*EXERCISE:*
Rewrite the data below as a numbered list, and leave out any blank lines.

▬▬▬▬▬▬

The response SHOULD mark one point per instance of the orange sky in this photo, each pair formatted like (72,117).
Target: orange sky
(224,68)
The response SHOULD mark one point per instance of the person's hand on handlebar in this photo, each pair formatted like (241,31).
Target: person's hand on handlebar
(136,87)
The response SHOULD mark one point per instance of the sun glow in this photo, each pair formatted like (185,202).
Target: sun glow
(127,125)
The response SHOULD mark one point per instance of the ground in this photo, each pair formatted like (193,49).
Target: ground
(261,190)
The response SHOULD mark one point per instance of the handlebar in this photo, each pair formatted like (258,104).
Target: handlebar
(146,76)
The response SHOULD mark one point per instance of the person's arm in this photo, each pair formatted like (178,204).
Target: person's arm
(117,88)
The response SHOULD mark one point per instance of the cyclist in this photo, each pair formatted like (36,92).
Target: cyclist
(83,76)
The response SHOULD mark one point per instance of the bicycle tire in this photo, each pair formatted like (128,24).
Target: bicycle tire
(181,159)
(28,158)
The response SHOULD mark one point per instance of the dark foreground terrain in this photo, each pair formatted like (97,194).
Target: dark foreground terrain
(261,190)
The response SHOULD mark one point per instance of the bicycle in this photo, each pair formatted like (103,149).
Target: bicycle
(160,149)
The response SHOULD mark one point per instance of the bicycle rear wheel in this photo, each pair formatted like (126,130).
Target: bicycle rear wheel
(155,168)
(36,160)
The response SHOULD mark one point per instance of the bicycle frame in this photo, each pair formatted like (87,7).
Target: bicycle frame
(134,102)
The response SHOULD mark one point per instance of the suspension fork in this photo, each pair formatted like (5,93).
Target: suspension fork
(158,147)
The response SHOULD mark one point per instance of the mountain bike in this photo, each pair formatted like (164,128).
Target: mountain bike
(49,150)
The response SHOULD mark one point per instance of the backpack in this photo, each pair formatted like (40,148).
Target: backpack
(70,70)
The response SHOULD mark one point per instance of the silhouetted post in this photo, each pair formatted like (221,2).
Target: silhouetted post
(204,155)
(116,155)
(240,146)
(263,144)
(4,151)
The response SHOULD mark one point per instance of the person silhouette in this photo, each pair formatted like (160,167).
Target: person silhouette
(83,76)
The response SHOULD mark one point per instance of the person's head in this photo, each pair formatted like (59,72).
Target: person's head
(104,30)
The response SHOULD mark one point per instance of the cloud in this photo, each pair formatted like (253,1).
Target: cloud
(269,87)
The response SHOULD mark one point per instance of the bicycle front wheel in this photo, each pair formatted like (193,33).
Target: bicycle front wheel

▬▬▬▬▬▬

*WORKED ANSWER:*
1. The response SHOULD mark one point per instance of the orange sky in this photo, each pair formatted like (72,117).
2. Target: orange sky
3. (224,68)
4. The response SHOULD mark one point per instance of the person's hand on handlebar in this photo, each pair formatted like (241,31).
5. Target: person's hand on handlebar
6. (136,87)
7. The response SHOULD mark one point per instance of the sun glow in this photo, each pair formatted like (185,202).
8. Target: sun glow
9. (127,125)
10. The response SHOULD mark one point per instance of the ground in this photo, each pair formatted like (193,49).
11. Target: ground
12. (261,190)
13. The response SHOULD mark one point per instance of the handlebar in this photo, each pair formatted like (258,104).
14. Target: handlebar
15. (146,76)
16. The response SHOULD mark one point per instance of the person's arm in this photo, each pair formatted like (178,204).
17. Target: person's arm
18. (117,88)
19. The response SHOULD mark one point per instance of the cyclist in this photo, each pair formatted like (36,92).
20. Target: cyclist
21. (83,76)
22. The response SHOULD mark one point per instance of the bicycle tire in this photo, each pair formatted like (128,24).
23. Target: bicycle tire
24. (181,159)
25. (28,158)
26. The response SHOULD mark one point per instance of the dark foreground terrain in this photo, each pair formatted like (97,194).
27. Target: dark foreground terrain
28. (261,190)
29. The response SHOULD mark one point per instance of the bicycle in this photo, each pair formatted like (103,149).
30. Target: bicycle
31. (160,149)
32. The response SHOULD mark one point per instance of the bicycle rear wheel in this photo, each pair formatted like (126,130).
33. Target: bicycle rear wheel
34. (155,168)
35. (36,160)
36. The response SHOULD mark one point per instance of the bicycle frame in this photo, each pair formatted like (87,7).
37. Target: bicycle frame
38. (134,102)
39. The response SHOULD mark one point per instance of the suspension fork in this photo, each pair formatted like (5,93).
40. Target: suspension fork
41. (158,147)
42. The response SHOULD mark one point per instance of the mountain bike in this photo, each pair formatted like (164,128).
43. Target: mountain bike
44. (49,150)
45. The response SHOULD mark one point per instance of the backpack in this photo, each pair formatted like (40,148).
46. Target: backpack
47. (70,70)
48. The response SHOULD mark one point per instance of the silhouetted post in this photo, each pair formatted like (221,2).
49. Target: silhouetted post
50. (204,155)
51. (116,155)
52. (240,146)
53. (263,144)
54. (4,151)
55. The response SHOULD mark one point per instance of the person silhouette in this photo, each pair formatted like (160,167).
56. Target: person silhouette
57. (83,76)
58. The response SHOULD mark one point per instance of the person's head in this photo, each pair formatted like (59,72).
59. Target: person's head
60. (104,30)
61. The response SHOULD mark one point per instance of the cloud in this photo, each pair formatted like (253,1).
62. Target: cloud
63. (269,87)
64. The response SHOULD mark one point per instance of the bicycle front wheel in this photo, each pair formatted like (193,33).
65. Target: bicycle front wheel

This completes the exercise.